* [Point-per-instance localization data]

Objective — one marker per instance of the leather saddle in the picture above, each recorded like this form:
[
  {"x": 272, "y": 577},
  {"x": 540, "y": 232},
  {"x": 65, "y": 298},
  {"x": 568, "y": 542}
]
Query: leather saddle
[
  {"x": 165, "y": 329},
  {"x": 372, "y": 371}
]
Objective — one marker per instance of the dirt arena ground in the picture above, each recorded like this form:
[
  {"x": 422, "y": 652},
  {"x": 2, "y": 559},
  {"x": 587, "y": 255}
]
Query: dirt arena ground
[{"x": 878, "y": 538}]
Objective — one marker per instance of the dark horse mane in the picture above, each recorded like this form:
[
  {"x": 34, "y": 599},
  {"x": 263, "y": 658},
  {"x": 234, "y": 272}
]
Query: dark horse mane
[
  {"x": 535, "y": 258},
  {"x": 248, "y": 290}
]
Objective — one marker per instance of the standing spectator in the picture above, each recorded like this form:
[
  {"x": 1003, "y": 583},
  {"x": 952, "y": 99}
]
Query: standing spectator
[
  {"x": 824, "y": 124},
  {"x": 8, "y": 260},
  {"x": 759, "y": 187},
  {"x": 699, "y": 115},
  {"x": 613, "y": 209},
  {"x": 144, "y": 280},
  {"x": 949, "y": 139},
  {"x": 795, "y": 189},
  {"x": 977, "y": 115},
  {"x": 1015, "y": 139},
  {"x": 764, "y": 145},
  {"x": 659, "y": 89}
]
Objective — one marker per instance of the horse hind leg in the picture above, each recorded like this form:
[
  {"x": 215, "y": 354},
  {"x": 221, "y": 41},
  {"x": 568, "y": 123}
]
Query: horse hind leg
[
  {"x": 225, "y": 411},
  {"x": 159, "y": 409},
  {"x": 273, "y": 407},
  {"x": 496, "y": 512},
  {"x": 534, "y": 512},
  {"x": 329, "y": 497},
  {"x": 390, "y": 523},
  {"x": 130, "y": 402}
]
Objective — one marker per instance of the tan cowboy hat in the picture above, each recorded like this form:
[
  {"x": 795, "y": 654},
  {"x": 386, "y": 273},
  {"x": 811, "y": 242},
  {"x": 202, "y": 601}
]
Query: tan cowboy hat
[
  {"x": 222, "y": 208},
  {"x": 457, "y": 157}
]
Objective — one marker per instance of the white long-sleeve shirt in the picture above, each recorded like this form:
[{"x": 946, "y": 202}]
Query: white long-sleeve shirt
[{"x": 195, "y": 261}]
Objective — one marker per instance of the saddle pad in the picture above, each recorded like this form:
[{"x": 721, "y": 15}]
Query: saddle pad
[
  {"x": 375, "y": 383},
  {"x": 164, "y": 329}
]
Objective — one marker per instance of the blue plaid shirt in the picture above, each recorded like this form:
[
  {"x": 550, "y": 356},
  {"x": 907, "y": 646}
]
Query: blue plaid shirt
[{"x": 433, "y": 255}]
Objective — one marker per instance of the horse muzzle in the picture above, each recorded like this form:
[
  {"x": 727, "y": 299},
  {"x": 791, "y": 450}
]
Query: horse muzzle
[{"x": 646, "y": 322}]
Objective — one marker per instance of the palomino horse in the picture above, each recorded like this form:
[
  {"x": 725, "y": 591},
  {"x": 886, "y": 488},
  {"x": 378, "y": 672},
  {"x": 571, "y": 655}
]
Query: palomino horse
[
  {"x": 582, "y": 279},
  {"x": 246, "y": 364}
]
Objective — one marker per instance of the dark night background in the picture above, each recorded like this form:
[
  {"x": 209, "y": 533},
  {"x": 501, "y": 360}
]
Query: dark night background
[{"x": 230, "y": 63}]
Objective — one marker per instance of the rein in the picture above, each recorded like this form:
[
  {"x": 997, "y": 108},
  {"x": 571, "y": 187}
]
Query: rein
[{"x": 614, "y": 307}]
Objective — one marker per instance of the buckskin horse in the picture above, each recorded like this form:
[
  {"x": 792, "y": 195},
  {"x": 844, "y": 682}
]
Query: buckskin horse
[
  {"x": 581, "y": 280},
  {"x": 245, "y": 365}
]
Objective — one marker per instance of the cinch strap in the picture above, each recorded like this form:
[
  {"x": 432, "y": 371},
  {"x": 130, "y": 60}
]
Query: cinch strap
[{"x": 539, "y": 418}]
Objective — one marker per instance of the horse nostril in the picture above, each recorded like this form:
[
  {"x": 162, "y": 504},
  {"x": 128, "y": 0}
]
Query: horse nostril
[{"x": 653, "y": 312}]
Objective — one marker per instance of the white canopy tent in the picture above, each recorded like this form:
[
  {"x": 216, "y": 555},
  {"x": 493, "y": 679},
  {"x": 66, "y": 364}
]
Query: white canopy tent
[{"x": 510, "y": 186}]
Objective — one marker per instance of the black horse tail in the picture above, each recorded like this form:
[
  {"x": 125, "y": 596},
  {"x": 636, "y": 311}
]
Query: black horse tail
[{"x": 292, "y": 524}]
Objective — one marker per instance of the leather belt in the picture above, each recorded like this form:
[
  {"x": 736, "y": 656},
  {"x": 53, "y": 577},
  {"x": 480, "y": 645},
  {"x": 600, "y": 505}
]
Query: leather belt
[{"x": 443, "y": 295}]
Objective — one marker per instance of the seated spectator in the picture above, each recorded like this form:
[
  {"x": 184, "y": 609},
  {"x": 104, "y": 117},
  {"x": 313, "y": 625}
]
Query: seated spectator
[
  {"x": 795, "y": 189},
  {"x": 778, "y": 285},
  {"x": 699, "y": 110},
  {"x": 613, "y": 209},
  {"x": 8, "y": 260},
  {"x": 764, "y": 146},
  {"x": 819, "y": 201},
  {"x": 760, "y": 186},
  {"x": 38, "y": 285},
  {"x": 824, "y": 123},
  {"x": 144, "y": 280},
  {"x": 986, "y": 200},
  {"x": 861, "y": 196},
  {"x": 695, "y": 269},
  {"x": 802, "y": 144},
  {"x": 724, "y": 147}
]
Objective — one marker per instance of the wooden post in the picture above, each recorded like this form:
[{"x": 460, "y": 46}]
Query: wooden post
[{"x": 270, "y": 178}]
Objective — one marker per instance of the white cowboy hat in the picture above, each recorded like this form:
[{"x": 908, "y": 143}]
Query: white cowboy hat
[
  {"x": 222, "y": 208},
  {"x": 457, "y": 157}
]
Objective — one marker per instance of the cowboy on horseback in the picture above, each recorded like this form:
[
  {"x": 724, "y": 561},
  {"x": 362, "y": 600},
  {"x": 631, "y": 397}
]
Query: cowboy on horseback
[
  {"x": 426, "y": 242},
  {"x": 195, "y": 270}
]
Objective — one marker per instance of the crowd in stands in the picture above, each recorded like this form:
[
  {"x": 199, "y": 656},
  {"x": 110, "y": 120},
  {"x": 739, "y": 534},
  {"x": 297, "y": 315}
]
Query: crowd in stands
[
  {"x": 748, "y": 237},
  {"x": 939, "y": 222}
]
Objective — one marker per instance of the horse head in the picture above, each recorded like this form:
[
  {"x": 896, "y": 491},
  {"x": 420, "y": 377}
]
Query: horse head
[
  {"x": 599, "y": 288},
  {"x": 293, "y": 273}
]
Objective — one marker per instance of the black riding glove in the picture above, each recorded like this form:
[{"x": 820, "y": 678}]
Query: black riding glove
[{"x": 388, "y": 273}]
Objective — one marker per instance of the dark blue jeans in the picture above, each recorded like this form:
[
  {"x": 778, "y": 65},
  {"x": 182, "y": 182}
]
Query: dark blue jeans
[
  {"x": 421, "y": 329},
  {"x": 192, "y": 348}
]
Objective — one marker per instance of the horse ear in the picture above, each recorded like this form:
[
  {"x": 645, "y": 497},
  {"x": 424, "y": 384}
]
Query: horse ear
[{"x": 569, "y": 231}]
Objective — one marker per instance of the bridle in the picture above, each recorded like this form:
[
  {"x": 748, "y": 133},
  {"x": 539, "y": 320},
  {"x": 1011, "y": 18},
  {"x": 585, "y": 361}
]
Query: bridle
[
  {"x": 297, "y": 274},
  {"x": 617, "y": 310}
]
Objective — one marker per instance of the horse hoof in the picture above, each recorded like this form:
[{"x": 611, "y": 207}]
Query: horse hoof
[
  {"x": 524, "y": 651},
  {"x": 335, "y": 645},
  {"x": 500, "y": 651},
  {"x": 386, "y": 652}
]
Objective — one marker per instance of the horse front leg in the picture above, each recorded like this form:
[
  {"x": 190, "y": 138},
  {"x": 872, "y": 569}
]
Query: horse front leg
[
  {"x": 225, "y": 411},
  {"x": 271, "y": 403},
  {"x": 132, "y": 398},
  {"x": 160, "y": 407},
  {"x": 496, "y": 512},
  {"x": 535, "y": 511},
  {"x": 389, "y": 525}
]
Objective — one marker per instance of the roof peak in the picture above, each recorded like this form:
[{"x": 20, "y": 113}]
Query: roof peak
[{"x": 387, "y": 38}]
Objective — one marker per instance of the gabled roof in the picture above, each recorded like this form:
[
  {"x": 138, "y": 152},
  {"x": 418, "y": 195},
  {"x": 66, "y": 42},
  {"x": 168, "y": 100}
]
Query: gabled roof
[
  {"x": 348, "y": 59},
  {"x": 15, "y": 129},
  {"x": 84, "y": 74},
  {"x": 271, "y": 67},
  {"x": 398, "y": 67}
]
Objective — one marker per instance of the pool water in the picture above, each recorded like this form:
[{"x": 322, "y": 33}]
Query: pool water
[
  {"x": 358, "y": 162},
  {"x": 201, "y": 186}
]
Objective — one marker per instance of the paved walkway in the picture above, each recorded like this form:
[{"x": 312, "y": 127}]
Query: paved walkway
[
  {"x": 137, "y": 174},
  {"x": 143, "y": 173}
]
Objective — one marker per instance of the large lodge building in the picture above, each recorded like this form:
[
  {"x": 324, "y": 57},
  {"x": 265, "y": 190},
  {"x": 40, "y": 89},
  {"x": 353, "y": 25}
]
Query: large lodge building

* [Task goal] Write out exactly the lines starting with the one that holds "Query: horse front leg" and running through the last line above.

* [Answer to this task]
Query: horse front leg
[
  {"x": 225, "y": 411},
  {"x": 271, "y": 403},
  {"x": 132, "y": 398},
  {"x": 160, "y": 407},
  {"x": 496, "y": 512},
  {"x": 535, "y": 511},
  {"x": 389, "y": 525}
]
Objective — one marker per instance of the roof peak in the picture above, each recorded like this form:
[{"x": 20, "y": 113}]
Query: roof peak
[{"x": 387, "y": 38}]
Objective — one marker per instance of the gabled roof in the picture above, each recorded like this form:
[
  {"x": 138, "y": 152},
  {"x": 418, "y": 195},
  {"x": 66, "y": 42},
  {"x": 168, "y": 100}
]
Query: gabled roof
[
  {"x": 348, "y": 59},
  {"x": 15, "y": 129},
  {"x": 84, "y": 74},
  {"x": 271, "y": 67},
  {"x": 398, "y": 67}
]
Objective — one marker per instance of the pool water in the picture above, each recorded like this form:
[{"x": 322, "y": 33}]
Query: pool water
[
  {"x": 358, "y": 162},
  {"x": 201, "y": 186}
]
Objective — one marker per instance of the paved walkway in the picture above, each recorded like this form:
[{"x": 312, "y": 127}]
Query: paved walkway
[
  {"x": 137, "y": 174},
  {"x": 143, "y": 173}
]
Objective — one marker per instance of the large lodge building in the picture above, each recorded like this form:
[
  {"x": 324, "y": 57},
  {"x": 265, "y": 190},
  {"x": 40, "y": 89},
  {"x": 353, "y": 25}
]
Query: large lodge building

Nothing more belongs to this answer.